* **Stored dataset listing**

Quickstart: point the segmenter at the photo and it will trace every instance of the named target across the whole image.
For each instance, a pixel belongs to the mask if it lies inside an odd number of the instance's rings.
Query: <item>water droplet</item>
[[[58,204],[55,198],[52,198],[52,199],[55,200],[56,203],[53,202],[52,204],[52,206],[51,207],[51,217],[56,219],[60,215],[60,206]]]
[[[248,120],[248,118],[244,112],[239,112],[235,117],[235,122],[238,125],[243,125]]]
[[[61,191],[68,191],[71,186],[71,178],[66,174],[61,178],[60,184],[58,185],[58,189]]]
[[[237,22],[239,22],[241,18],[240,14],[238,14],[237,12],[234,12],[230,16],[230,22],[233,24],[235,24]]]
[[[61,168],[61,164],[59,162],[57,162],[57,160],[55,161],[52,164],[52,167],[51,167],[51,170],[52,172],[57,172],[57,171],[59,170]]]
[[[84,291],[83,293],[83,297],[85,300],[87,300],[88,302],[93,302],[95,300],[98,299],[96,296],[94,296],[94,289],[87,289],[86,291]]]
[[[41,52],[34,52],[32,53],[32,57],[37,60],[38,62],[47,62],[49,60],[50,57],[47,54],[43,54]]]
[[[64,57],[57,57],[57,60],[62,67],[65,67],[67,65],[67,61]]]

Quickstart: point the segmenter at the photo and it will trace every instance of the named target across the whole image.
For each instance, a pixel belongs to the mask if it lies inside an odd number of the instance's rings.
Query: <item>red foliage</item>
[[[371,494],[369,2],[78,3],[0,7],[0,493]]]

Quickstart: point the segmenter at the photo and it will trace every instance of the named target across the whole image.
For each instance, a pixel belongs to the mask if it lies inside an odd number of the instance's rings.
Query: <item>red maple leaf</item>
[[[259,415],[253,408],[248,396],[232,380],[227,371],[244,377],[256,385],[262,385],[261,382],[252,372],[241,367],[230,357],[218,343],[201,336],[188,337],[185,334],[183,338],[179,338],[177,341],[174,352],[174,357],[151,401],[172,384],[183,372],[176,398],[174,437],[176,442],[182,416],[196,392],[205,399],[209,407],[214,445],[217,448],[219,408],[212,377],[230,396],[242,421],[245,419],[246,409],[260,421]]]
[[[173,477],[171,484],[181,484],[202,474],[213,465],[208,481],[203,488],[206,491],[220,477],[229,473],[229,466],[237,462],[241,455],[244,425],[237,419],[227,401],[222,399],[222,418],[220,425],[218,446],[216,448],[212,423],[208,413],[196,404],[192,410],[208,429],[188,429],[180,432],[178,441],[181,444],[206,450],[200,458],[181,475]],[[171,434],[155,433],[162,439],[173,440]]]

* **Set exercise**
Print the listing above again line for line, without changing anything.

* **The output**
Quickstart: point the segmenter at the photo and it will trace every instance of the named target across the whole image.
For each instance, a pixel belongs to the mask if it lies inside an odd number of the instance's rings.
Query: <item>water droplet</item>
[[[58,204],[55,198],[52,198],[52,199],[55,200],[56,203],[53,202],[52,204],[52,206],[51,207],[51,217],[56,219],[60,215],[60,206]]]
[[[248,120],[248,118],[244,112],[239,112],[235,117],[235,122],[238,125],[243,125]]]
[[[61,191],[68,191],[71,186],[71,178],[66,174],[61,178],[60,184],[58,185],[58,189]]]
[[[237,22],[239,22],[241,18],[240,14],[238,14],[237,12],[234,12],[230,16],[230,22],[233,24],[235,24]]]
[[[61,168],[61,164],[59,162],[57,162],[57,160],[55,161],[52,164],[52,167],[51,167],[51,170],[52,172],[57,172],[57,171],[59,170]]]
[[[84,291],[83,293],[83,297],[85,300],[87,300],[88,302],[93,302],[95,300],[98,299],[96,296],[94,296],[94,289],[87,289],[86,291]]]
[[[41,52],[34,52],[32,53],[32,57],[37,60],[38,62],[47,62],[49,60],[50,57],[47,54],[43,54]]]
[[[64,57],[57,57],[57,60],[62,67],[65,67],[67,65],[67,61]]]

Quickstart: point the segmenter at the photo and it will trace every instance of the named target across the whole image.
For each instance, a pixel belongs to the mask if it lies inside an odd number of the instance's rings.
Query: <item>red foliage</item>
[[[371,494],[369,2],[78,3],[0,7],[0,493]]]

Quickstart: point the segmenter at the photo and it will trace every instance of the named target across the whole image.
For each instance, a pixel belongs to the mask if it lies inside an odd number of the instance's rings.
Query: <item>red maple leaf</item>
[[[259,415],[253,408],[248,396],[232,380],[227,371],[244,377],[256,385],[262,385],[261,382],[252,372],[241,367],[230,357],[218,343],[201,336],[188,337],[185,334],[183,338],[179,338],[177,341],[174,352],[174,357],[151,401],[172,384],[183,372],[176,398],[174,437],[176,442],[182,416],[196,392],[205,399],[209,407],[214,445],[217,448],[219,408],[212,377],[230,396],[242,421],[245,419],[246,409],[260,421]]]
[[[173,477],[171,484],[181,484],[202,474],[213,465],[208,481],[203,488],[206,491],[220,477],[229,473],[229,466],[237,462],[241,455],[244,425],[237,419],[227,401],[222,399],[222,418],[220,425],[218,446],[216,448],[212,423],[208,413],[196,404],[192,410],[208,429],[188,429],[180,432],[178,441],[181,444],[206,450],[200,458],[181,475]],[[171,434],[155,433],[162,439],[173,440]]]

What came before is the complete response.